EXERCISE DIRECTIONS:
Could you write out all of the following data again, command lines included, shifting every coordinate in the answers by adding 131 to it?

┏━━

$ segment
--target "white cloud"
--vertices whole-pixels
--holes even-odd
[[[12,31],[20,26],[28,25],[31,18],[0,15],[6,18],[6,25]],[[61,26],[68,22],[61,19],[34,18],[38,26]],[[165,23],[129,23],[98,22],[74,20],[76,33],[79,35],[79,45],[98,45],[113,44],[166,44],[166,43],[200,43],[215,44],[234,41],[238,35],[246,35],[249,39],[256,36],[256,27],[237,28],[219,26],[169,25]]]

┗━━

SOLUTION FOR THIS EXERCISE:
$ segment
--target "white cloud"
--vertices whole-pixels
--holes even-odd
[[[143,162],[151,157],[159,156],[162,149],[131,146],[137,149],[137,156]],[[192,157],[199,153],[192,150],[165,149],[169,157]],[[296,154],[260,154],[229,153],[205,151],[207,164],[210,166],[210,176],[229,176],[244,175],[297,175],[297,174],[331,174],[346,175],[365,172],[369,166],[377,166],[380,170],[387,167],[387,158],[368,159],[350,157],[300,156]]]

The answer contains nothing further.